Text geometry cross sections (*.g??) have a simpler schema:
| Column | Type | Description |
|---|---|---|
geometry |
LineString |
XS cut line |
river |
str |
River name |
reach |
str |
Reach name |
station |
str |
River station |
centerlines — River/Reach Centerlines¶
Source: BaldEagleDamBrk.g06.hdf via HdfXsec.get_river_centerlines()
Real extraction: 1 reach, EPSG:2271, 140,133 ft long
| Column | Type | Description | Sample |
|---|---|---|---|
River Name |
str |
River name | "Bald Eagle Cr." |
Reach Name |
str |
Reach name | "Lock Haven" |
US Type |
str |
Upstream boundary type | "External" |
US Name |
str |
Upstream junction/boundary name | "" |
DS Type |
str |
Downstream boundary type | "External" |
DS Name |
str |
Downstream junction/boundary name | "" |
DS XS to Junction |
float64 |
Distance DS XS to junction | NaN |
Junction to US XS |
float64 |
Distance junction to US XS | NaN |
length |
float64 |
Total reach length (ft) | 140,133.5 |
geometry |
LineString |
Reach centerline polyline | LINESTRING (…) |
Text geometry centerlines (*.g??) have a simpler schema:
| Column | Type | Description |
|---|---|---|
geometry |
LineString |
Reach centerline |
river |
str |
River name |
reach |
str |
Reach name |
Results — 2D Mesh Summary Output¶
Source: *.p??.hdf via HdfResultsMesh.get_mesh_summary_output()
BaldEagleCrkMulti2D note
This example project does not include pre-run plan results (.p??.hdf files).
Run the model in HEC-RAS to generate them, then use ras2cng results.
Schema — Points (default, no --geometry)¶
| Column | Type | Description | Sample |
|---|---|---|---|
mesh_name |
str |
Name of 2D flow area | "BaldEagleCr" |
cell_id |
int64 |
Cell index (0-based) | 0, 1, 2 |
maximum_depth |
float64 |
Maximum water depth (ft) | 4.237, 0.0, 12.51 |
geometry |
Point |
Cell centroid | POINT (2083650 370850) |
Schema — Polygons (with --geometry mesh_cells.parquet)¶
Same as above but geometry is a Polygon (joined from mesh_cells on mesh_name + cell_id):
| Column | Type | Description |
|---|---|---|
mesh_name |
str |
Name of 2D flow area |
cell_id |
int64 |
Cell index (0-based) |
maximum_depth |
float64 |
Maximum water depth |
geometry |
Polygon |
Cell polygon (from mesh_cells join) |
All Available Variables (typical 2D unsteady plan)¶
ras-commander normalizes all variable names to snake_case:
| HEC-RAS Variable | Output Column | Units |
|---|---|---|
Maximum Depth |
maximum_depth |
ft (or m) |
Maximum Water Surface |
maximum_water_surface |
ft NAVD88 |
Minimum Water Surface |
minimum_water_surface |
ft NAVD88 |
Maximum Face Velocity |
maximum_face_velocity |
ft/s |
Minimum Depth |
minimum_depth |
ft |
Cell Last Iteration |
cell_last_iteration |
count |
Cell Max Courant |
cell_max_courant |
dimensionless |
Use list_available_summary_variables() to discover what a specific plan HDF contains:
from ras2cng.results import list_available_summary_variables
variables = list_available_summary_variables("BaldEagleDamBrk.p01.hdf")

━━━━━━━━

### Stated problem
Please check each statement against the schema text and answer yes or no, quoting the words that decide it: 1. The centerline extraction from BaldEagleDamBrk.g06.hdf covered a single reach. 2. The BaldEagleCrkMulti2D example project comes with pre-run plan results. 3. The cell_id values in the Points schema start counting at 1.

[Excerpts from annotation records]
━━━━━━━━

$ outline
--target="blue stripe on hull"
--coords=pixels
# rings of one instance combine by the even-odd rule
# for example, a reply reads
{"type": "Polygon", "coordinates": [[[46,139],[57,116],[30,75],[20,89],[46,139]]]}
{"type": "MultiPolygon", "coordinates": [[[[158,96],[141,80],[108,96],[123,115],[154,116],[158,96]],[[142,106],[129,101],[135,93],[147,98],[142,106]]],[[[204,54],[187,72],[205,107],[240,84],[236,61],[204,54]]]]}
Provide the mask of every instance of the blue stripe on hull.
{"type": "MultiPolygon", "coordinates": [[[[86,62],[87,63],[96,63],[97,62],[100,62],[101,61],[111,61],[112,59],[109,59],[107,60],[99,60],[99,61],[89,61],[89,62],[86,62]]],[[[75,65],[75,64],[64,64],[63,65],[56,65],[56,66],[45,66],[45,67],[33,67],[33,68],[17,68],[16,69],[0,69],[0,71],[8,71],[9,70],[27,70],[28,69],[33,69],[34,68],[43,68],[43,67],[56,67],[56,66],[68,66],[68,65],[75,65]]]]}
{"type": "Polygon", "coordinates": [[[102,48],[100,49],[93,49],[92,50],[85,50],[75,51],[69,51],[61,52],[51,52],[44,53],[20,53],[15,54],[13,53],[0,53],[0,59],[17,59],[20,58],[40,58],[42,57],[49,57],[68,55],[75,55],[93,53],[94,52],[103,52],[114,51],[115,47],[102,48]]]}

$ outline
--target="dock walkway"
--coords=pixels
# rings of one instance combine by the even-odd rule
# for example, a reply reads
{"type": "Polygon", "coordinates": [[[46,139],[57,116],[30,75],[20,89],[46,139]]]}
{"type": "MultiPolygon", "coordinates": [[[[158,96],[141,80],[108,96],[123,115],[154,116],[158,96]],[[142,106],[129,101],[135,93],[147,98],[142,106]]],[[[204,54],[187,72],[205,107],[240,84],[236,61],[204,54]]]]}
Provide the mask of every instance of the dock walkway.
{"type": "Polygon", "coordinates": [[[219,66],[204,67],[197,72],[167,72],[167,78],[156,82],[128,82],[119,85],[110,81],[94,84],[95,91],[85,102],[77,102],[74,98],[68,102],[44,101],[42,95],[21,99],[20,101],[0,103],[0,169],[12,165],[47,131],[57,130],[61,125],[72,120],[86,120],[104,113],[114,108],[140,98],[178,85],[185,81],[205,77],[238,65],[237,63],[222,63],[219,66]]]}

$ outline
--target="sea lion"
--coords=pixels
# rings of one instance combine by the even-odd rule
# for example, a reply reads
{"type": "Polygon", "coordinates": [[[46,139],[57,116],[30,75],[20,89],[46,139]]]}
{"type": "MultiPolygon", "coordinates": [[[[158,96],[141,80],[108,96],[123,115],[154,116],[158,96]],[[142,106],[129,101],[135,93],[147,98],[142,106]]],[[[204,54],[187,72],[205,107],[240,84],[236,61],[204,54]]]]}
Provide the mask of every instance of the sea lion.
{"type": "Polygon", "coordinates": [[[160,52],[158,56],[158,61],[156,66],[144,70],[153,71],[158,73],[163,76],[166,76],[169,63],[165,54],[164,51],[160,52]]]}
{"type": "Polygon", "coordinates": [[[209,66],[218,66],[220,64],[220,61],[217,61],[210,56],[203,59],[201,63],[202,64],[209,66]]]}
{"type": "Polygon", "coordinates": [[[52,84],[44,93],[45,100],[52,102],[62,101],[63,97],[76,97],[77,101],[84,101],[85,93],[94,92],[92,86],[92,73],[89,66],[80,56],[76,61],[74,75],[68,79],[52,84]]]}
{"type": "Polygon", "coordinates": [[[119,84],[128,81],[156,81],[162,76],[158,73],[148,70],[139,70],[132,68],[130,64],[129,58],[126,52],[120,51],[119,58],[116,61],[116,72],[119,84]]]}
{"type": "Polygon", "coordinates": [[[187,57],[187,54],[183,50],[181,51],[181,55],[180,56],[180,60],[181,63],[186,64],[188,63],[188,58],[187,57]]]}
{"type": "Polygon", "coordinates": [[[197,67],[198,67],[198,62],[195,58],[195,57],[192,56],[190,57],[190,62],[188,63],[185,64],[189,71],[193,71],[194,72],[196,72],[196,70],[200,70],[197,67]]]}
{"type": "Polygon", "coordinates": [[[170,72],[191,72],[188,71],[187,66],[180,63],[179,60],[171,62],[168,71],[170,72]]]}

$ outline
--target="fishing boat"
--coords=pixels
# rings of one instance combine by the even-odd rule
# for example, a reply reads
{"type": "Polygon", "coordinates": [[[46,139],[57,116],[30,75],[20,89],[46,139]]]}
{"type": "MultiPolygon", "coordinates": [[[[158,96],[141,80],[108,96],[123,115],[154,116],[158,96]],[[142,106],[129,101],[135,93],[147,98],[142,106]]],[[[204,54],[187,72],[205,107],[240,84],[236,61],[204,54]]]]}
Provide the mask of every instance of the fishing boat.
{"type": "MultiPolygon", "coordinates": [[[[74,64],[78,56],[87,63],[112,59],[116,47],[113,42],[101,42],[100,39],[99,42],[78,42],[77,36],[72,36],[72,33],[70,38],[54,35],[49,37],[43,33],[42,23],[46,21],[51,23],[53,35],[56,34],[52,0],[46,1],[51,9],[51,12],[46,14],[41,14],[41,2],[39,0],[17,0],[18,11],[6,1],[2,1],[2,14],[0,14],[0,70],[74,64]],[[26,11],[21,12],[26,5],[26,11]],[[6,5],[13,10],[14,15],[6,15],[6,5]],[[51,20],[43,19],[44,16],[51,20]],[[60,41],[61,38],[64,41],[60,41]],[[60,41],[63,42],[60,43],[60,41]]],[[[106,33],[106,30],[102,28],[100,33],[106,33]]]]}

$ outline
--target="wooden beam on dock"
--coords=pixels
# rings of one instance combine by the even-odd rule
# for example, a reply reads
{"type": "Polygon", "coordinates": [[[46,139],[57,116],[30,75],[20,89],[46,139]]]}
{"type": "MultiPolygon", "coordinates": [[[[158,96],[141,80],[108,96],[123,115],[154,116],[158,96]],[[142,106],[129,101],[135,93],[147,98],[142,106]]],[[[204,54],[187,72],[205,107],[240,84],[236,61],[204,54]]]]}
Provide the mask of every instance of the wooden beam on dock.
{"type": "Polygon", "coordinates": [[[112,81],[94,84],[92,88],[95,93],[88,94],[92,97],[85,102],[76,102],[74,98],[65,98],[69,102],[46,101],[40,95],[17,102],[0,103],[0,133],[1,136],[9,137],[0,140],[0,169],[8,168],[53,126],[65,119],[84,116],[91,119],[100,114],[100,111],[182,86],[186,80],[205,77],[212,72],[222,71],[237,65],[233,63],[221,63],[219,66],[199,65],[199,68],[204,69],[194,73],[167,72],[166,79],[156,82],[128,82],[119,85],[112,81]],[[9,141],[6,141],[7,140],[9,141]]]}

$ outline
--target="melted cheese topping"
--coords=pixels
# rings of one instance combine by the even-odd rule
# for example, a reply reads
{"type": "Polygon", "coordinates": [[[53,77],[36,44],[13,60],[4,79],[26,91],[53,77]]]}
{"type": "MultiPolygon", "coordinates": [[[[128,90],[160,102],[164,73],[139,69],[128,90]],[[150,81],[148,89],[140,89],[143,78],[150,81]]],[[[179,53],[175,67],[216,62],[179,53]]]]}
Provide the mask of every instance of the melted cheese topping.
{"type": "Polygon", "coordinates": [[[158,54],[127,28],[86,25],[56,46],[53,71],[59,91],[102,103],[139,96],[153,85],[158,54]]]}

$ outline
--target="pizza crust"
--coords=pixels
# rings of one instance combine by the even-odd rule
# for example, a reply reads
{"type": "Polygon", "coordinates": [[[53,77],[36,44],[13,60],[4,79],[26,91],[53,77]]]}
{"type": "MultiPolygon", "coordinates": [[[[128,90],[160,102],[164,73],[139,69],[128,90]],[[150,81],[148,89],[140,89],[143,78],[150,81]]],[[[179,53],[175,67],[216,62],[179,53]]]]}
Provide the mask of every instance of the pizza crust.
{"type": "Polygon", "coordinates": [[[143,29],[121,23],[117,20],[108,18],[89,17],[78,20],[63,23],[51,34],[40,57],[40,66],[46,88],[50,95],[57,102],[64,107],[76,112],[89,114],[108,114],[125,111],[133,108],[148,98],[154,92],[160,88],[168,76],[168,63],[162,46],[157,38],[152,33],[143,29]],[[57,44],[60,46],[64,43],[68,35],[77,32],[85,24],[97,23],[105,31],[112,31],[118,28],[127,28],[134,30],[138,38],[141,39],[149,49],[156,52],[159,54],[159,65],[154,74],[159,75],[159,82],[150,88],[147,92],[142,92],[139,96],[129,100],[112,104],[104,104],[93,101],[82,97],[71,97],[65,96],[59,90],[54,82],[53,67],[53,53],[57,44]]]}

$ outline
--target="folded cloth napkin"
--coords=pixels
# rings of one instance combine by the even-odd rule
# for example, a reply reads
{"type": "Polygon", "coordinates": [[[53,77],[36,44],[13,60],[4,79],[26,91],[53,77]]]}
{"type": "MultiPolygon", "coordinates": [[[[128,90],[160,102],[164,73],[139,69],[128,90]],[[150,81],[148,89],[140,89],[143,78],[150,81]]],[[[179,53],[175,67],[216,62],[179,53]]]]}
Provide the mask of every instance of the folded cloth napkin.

━━━━━━━━

### Written reply
1. Yes: "Real extraction: 1 reach, EPSG:2271, 140,133 ft long"
2. No: "This example project does not include pre-run plan results (.p??.hdf files)."
3. No: "Cell index (0-based)"